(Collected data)
——

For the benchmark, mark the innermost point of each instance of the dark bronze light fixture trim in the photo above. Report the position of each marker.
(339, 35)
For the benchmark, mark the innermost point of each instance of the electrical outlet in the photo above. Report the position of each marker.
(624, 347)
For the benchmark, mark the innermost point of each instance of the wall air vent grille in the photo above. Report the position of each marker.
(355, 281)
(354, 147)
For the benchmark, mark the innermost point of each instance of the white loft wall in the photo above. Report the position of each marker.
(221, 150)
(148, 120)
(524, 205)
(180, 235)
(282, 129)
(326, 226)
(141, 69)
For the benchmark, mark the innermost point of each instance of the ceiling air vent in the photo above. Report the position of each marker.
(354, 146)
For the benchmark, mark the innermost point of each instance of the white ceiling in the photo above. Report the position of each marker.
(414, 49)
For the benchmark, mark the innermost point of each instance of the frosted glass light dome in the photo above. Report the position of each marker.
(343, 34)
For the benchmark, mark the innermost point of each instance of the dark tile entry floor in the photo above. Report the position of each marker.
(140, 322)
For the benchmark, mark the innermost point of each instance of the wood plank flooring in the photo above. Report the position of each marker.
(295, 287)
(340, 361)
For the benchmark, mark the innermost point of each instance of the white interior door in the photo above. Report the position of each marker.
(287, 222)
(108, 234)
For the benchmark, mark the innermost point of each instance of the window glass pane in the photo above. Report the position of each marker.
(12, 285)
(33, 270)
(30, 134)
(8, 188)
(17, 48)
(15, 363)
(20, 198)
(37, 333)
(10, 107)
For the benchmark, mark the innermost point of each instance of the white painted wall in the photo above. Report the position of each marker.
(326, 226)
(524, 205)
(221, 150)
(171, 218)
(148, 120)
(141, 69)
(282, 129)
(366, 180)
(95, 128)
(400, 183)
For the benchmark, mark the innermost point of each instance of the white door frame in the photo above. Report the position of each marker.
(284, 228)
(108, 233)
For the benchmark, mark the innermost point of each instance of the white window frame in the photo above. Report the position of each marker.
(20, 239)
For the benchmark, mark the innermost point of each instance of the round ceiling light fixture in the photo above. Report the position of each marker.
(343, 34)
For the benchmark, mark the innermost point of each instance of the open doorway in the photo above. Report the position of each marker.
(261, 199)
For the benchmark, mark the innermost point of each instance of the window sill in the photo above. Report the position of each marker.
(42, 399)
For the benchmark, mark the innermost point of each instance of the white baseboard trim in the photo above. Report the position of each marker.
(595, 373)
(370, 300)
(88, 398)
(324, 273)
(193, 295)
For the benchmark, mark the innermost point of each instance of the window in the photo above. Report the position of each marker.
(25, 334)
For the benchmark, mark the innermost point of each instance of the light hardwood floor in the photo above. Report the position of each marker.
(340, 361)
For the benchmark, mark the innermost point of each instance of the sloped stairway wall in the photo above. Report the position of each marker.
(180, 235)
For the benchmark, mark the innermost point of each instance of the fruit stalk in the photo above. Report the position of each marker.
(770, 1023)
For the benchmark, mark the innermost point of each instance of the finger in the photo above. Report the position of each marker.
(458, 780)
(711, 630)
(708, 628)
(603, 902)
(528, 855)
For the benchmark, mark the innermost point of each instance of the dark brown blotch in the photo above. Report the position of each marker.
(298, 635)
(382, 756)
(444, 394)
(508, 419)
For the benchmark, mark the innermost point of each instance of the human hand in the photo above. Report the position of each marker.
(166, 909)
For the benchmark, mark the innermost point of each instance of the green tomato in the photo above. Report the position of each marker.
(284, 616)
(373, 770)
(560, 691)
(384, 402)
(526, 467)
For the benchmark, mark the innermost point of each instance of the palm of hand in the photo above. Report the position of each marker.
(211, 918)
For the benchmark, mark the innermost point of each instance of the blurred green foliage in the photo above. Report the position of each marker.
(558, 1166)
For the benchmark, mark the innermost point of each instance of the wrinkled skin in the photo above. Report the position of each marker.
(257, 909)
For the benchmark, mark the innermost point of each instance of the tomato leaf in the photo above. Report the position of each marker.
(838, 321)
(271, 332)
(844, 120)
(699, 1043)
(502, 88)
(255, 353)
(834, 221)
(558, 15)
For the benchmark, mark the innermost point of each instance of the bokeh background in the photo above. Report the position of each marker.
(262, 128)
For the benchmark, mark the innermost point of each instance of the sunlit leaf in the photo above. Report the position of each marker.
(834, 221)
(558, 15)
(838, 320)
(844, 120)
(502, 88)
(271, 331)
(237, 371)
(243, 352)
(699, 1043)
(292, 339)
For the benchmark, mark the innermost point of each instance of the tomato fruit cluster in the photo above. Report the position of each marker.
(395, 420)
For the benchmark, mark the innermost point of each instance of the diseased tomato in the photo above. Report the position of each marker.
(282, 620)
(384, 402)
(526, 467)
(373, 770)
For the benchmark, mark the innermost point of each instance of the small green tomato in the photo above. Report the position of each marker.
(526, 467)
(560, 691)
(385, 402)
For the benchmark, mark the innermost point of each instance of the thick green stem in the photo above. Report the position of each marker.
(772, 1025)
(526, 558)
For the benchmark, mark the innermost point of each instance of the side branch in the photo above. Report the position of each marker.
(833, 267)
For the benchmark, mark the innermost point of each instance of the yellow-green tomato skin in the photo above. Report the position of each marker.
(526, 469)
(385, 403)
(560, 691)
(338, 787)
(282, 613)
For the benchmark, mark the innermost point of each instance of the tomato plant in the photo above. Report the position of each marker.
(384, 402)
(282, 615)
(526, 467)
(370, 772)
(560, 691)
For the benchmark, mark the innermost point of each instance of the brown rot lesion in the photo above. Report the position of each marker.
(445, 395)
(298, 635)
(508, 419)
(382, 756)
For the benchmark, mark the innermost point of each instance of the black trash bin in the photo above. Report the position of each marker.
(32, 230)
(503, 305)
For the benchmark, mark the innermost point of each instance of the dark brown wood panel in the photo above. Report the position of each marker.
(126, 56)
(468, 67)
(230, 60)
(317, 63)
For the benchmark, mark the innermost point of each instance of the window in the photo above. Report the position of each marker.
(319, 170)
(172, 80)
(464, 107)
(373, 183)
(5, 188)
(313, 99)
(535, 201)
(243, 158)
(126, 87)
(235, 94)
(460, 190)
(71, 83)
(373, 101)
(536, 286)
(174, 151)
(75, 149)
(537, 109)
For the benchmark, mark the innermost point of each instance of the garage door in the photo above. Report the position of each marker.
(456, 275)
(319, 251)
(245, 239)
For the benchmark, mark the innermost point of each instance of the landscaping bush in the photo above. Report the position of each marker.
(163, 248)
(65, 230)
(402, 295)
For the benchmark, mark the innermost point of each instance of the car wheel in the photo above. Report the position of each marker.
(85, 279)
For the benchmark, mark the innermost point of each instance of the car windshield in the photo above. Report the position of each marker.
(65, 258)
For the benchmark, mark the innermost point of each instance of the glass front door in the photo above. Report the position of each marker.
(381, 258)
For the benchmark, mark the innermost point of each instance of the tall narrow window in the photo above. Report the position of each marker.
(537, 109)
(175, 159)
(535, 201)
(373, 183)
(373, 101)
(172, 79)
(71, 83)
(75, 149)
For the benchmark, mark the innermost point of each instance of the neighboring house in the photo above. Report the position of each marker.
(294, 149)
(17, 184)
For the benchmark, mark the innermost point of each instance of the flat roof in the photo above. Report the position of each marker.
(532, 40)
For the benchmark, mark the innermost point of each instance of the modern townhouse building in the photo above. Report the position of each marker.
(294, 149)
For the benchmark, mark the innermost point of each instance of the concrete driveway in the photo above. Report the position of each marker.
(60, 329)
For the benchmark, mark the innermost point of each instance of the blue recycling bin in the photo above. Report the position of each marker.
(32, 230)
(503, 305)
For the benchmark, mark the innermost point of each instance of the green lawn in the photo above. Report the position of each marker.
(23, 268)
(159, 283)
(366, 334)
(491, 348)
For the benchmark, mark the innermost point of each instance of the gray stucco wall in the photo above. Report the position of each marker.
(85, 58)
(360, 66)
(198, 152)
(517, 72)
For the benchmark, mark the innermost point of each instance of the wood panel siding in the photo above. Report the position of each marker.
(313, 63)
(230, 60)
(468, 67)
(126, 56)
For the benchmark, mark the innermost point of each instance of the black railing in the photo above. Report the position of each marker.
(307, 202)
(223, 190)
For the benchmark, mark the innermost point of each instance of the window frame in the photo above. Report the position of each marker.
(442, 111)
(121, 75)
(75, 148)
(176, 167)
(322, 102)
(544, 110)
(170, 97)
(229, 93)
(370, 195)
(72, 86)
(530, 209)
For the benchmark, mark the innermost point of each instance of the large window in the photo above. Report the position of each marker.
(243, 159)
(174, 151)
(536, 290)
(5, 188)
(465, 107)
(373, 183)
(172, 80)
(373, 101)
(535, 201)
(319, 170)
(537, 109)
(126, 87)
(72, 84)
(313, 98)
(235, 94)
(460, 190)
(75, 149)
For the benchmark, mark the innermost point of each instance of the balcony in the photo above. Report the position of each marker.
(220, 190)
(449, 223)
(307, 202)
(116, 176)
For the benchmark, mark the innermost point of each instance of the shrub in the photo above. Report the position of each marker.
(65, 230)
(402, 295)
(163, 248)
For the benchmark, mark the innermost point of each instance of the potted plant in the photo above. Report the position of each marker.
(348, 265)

——

Convert the entries above into a JSON list of strings, starting at the line containing "of the shrub" and running to the end of the entries. Use one string per line and omit blank lines.

■ Response to this task:
[
  "For the benchmark, mark the innermost point of each instance of the shrub in the photo above. Report the position of each marker.",
  "(65, 230)",
  "(402, 295)",
  "(163, 248)",
  "For the benchmark, mark the innermost point of each instance of the potted plant in the photo above. Report the position of each marker.",
  "(348, 265)"
]